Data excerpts
———

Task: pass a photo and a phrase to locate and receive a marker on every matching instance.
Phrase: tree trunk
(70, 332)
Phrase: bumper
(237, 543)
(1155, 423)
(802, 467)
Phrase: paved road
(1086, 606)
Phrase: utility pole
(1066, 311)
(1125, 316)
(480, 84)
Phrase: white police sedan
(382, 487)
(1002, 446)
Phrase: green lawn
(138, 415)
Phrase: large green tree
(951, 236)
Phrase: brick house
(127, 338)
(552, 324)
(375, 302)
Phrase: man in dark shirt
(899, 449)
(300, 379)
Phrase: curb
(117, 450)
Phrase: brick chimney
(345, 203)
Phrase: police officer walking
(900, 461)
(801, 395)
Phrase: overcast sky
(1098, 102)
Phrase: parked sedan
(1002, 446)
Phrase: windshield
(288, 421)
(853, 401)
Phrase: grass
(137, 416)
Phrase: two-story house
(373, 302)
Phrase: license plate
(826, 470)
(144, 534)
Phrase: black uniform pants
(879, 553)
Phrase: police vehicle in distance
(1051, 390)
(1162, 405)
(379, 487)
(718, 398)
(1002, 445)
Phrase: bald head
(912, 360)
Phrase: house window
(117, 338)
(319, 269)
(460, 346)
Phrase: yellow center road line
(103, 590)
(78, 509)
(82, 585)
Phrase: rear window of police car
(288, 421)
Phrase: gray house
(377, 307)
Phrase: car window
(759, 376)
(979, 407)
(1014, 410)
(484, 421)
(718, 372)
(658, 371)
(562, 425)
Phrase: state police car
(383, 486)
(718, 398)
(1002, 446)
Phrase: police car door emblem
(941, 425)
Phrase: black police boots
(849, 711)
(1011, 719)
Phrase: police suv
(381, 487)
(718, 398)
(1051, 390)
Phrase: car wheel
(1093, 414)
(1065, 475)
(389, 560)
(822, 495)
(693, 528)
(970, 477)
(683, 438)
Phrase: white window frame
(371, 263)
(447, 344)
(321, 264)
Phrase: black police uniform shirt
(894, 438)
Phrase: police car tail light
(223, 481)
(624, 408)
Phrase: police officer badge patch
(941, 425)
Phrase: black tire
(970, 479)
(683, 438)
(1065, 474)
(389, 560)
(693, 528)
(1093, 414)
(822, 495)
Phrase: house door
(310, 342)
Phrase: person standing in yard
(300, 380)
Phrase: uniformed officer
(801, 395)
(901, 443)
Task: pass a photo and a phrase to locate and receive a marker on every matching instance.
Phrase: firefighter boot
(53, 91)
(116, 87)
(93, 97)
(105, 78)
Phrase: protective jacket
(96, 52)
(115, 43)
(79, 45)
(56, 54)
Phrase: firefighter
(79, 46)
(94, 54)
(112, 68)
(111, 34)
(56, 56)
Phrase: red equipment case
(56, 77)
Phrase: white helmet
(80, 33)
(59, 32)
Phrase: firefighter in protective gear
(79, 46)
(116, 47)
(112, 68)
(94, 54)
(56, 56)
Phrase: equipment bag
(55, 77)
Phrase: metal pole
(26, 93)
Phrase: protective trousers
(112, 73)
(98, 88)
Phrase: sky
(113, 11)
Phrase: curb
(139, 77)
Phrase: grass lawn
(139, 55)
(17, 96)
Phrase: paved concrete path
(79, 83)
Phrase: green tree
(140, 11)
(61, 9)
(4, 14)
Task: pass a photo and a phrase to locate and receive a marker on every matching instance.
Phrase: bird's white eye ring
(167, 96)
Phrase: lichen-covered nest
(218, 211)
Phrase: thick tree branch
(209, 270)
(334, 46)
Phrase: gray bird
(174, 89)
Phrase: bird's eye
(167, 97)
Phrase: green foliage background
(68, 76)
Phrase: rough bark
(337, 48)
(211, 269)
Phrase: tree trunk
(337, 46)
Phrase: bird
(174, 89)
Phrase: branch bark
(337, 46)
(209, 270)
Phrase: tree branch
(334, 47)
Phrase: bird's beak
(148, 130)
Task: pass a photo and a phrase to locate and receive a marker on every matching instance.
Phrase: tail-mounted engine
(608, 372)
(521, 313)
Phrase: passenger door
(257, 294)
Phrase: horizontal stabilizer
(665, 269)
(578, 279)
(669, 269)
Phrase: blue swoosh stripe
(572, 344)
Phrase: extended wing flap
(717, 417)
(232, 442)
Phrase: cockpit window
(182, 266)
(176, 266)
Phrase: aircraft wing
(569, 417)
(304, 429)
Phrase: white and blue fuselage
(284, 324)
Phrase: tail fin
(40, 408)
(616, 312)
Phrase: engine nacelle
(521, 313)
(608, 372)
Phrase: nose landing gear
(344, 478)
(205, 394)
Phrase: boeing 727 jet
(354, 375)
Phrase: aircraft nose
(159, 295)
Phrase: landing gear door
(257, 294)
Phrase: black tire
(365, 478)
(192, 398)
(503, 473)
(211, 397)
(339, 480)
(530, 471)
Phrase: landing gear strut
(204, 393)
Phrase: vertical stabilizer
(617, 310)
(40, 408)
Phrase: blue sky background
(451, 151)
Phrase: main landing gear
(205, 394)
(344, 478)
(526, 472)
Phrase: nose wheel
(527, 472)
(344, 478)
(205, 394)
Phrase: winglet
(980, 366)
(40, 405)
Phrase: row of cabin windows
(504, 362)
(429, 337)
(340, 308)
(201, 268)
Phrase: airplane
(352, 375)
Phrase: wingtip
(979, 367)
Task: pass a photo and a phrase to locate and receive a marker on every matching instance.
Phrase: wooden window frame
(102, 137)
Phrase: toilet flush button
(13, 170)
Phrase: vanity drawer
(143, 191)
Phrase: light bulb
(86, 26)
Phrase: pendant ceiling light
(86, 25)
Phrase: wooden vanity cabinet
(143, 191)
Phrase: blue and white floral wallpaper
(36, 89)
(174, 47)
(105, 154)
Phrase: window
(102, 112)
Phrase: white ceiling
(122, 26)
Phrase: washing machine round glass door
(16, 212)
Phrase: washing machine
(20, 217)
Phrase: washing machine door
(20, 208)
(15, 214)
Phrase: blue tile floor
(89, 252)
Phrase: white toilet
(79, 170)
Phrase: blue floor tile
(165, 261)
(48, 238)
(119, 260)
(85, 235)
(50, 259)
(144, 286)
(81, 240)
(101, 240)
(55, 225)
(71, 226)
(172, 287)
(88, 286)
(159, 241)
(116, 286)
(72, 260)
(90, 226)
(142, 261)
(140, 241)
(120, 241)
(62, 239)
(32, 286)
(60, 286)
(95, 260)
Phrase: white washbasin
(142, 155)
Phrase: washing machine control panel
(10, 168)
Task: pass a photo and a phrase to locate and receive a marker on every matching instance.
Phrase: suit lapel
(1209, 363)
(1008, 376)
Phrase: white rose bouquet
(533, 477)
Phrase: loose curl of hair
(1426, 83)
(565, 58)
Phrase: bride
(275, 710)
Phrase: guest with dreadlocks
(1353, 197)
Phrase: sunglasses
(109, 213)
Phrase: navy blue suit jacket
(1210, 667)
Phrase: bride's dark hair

———

* TRY IT: Nothing in the records may be left out; transcribe all of them exactly.

* RESPONSE:
Task: pass a photo and a phrase to locate and receive a marker on every matching instance.
Phrase: tree trunk
(70, 332)
Phrase: bumper
(237, 543)
(1155, 423)
(802, 467)
Phrase: paved road
(1086, 606)
Phrase: utility pole
(1066, 311)
(1125, 316)
(480, 84)
Phrase: white police sedan
(382, 487)
(1002, 446)
Phrase: green lawn
(138, 415)
Phrase: large green tree
(951, 236)
Phrase: brick house
(127, 338)
(552, 324)
(375, 302)
Phrase: man in dark shirt
(899, 449)
(300, 379)
Phrase: curb
(117, 450)
Phrase: brick chimney
(345, 203)
Phrase: police officer walking
(900, 461)
(801, 395)
Phrase: overcast sky
(1098, 102)
Phrase: parked sedan
(1002, 446)
Phrase: windshield
(288, 421)
(853, 401)
Phrase: grass
(137, 416)
Phrase: two-story house
(373, 302)
Phrase: license plate
(826, 470)
(144, 534)
Phrase: black uniform pants
(879, 553)
Phrase: police vehicle in distance
(1051, 390)
(1162, 405)
(379, 487)
(718, 398)
(1002, 445)
Phrase: bald head
(912, 360)
Phrase: house window
(117, 338)
(319, 269)
(460, 346)
Phrase: yellow center road line
(103, 590)
(78, 509)
(82, 585)
Phrase: rear window of police car
(288, 421)
Phrase: gray house
(377, 307)
Phrase: car window
(759, 376)
(979, 407)
(1014, 410)
(484, 421)
(718, 372)
(658, 371)
(562, 425)
Phrase: state police car
(383, 486)
(718, 398)
(1002, 446)
Phrase: police car door emblem
(941, 425)
Phrase: black police boots
(849, 711)
(1011, 719)
Phrase: police suv
(381, 487)
(718, 398)
(1051, 390)
Phrase: car wheel
(1093, 414)
(1065, 475)
(389, 560)
(822, 495)
(693, 528)
(970, 477)
(683, 438)
Phrase: white window frame
(371, 263)
(447, 344)
(321, 264)
Phrase: black police uniform shirt
(894, 438)
Phrase: police car tail light
(223, 481)
(624, 408)
Phrase: police officer badge patch
(941, 425)
Phrase: black tire
(970, 479)
(683, 438)
(1065, 474)
(389, 560)
(693, 528)
(1093, 414)
(822, 495)
Phrase: house door
(310, 342)
Phrase: person standing in yard
(300, 380)
Phrase: uniformed officer
(801, 395)
(901, 443)
Task: pass a photo and a phrase to locate and receive a marker on every matching instance.
Phrase: firefighter boot
(53, 91)
(116, 87)
(93, 97)
(105, 78)
Phrase: protective jacket
(96, 52)
(115, 43)
(79, 45)
(56, 54)
Phrase: firefighter
(79, 46)
(94, 54)
(112, 68)
(111, 34)
(56, 56)
Phrase: red equipment case
(56, 77)
Phrase: white helmet
(80, 33)
(59, 32)
Phrase: firefighter in protective gear
(79, 46)
(116, 47)
(112, 68)
(94, 54)
(56, 56)
Phrase: equipment bag
(55, 77)
Phrase: metal pole
(26, 93)
Phrase: protective trousers
(112, 73)
(98, 88)
Phrase: sky
(113, 11)
Phrase: curb
(139, 77)
Phrase: grass lawn
(139, 55)
(17, 96)
Phrase: paved concrete path
(79, 83)
Phrase: green tree
(140, 11)
(61, 9)
(4, 14)
Task: pass a photo and a phrase to locate and receive a marker on every matching instance.
Phrase: bird's white eye ring
(167, 96)
Phrase: lichen-covered nest
(218, 211)
Phrase: thick tree branch
(209, 270)
(334, 46)
Phrase: gray bird
(174, 89)
Phrase: bird's eye
(167, 97)
Phrase: green foliage background
(68, 76)
Phrase: rough bark
(337, 48)
(211, 269)
Phrase: tree trunk
(337, 46)
Phrase: bird
(174, 89)
Phrase: branch bark
(337, 46)
(209, 270)
Phrase: tree branch
(334, 47)
Phrase: bird's beak
(148, 130)
Task: pass a photo and a phrase to locate and receive a marker on every matching instance.
Phrase: tail-mounted engine
(608, 372)
(521, 313)
Phrase: passenger door
(257, 294)
Phrase: horizontal stabilizer
(665, 269)
(578, 279)
(669, 269)
Phrase: blue swoosh stripe
(572, 344)
Phrase: extended wing flap
(717, 417)
(232, 442)
Phrase: cockpit window
(182, 266)
(176, 266)
Phrase: aircraft wing
(569, 417)
(304, 429)
Phrase: white and blue fuselage
(284, 324)
Phrase: tail fin
(40, 408)
(616, 312)
Phrase: engine nacelle
(521, 313)
(608, 372)
Phrase: nose landing gear
(344, 478)
(205, 394)
Phrase: boeing 727 jet
(354, 375)
Phrase: aircraft nose
(159, 295)
Phrase: landing gear door
(257, 294)
Phrase: black tire
(365, 478)
(192, 398)
(503, 473)
(211, 397)
(339, 480)
(530, 471)
Phrase: landing gear strut
(204, 393)
Phrase: vertical stabilizer
(617, 310)
(40, 408)
Phrase: blue sky background
(451, 151)
Phrase: main landing gear
(205, 394)
(344, 478)
(526, 472)
Phrase: nose wheel
(527, 472)
(344, 478)
(205, 394)
Phrase: winglet
(980, 366)
(40, 405)
Phrase: row of cabin windows
(504, 362)
(429, 337)
(340, 308)
(201, 268)
Phrase: airplane
(352, 375)
Phrase: wingtip
(979, 367)
Task: pass a photo and a phrase to locate and receive a marker on every matching instance.
Phrase: wooden window frame
(102, 137)
Phrase: toilet flush button
(13, 170)
Phrase: vanity drawer
(143, 191)
Phrase: light bulb
(86, 26)
Phrase: pendant ceiling light
(86, 25)
Phrase: wooden vanity cabinet
(143, 191)
Phrase: blue and white floral wallpaper
(36, 89)
(174, 47)
(105, 154)
Phrase: window
(102, 112)
Phrase: white ceiling
(122, 26)
Phrase: washing machine round glass door
(16, 212)
Phrase: washing machine
(20, 217)
Phrase: washing machine door
(20, 208)
(15, 214)
Phrase: blue tile floor
(89, 252)
Phrase: white toilet
(79, 170)
Phrase: blue floor tile
(165, 261)
(48, 238)
(119, 260)
(85, 235)
(50, 259)
(144, 286)
(81, 240)
(101, 240)
(55, 225)
(71, 226)
(172, 287)
(88, 286)
(159, 241)
(116, 286)
(72, 260)
(90, 226)
(142, 261)
(140, 241)
(120, 241)
(62, 239)
(32, 286)
(60, 286)
(95, 260)
Phrase: white washbasin
(142, 155)
Phrase: washing machine control panel
(10, 168)
Task: pass a photo and a phrase to locate and receive a marker on every matching instance.
Phrase: suit lapel
(1209, 363)
(1008, 376)
Phrase: white rose bouquet
(533, 477)
Phrase: loose curl of hair
(1426, 83)
(565, 58)
Phrase: bride
(275, 710)
Phrase: guest with dreadlocks
(1353, 197)
Phrase: sunglasses
(109, 213)
Phrase: navy blue suit jacket
(1210, 667)
Phrase: bride's dark hair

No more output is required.